#### Provided information
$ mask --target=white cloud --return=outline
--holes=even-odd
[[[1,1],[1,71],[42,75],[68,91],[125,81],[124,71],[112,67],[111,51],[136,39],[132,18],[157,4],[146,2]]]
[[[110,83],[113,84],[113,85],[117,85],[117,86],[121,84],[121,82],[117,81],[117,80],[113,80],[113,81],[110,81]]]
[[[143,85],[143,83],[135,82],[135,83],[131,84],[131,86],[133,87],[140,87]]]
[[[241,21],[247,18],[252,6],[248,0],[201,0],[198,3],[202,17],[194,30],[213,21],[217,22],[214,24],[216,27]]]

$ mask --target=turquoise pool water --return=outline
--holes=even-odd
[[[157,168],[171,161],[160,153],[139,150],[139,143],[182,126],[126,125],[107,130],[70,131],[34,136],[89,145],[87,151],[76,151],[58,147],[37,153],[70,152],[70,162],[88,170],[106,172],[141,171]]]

#### Task requirements
Turn each line of the material above into a JSON list of strings, one string per line, and leave out the blank lines.

#### Written response
[
  "$ mask --target=white cloud --return=outline",
  "--holes=even-odd",
  "[[[1,1],[1,71],[42,75],[68,91],[125,81],[124,71],[112,67],[111,51],[136,39],[132,18],[157,4],[146,2]]]",
  "[[[110,83],[113,84],[113,85],[117,85],[117,86],[121,84],[121,82],[117,81],[117,80],[113,80],[113,81],[110,81]]]",
  "[[[143,85],[143,83],[135,82],[135,83],[131,84],[131,86],[133,87],[140,87]]]",
  "[[[241,21],[247,18],[252,6],[248,0],[201,0],[198,3],[202,17],[194,30],[213,21],[217,22],[214,24],[216,27]]]",
  "$ mask --target=turquoise pool water --return=outline",
  "--holes=even-odd",
  "[[[157,168],[171,161],[160,153],[139,150],[139,143],[182,126],[126,125],[107,130],[70,131],[34,136],[89,145],[87,151],[76,151],[58,147],[37,153],[70,152],[70,162],[88,170],[106,172],[141,171]]]"
]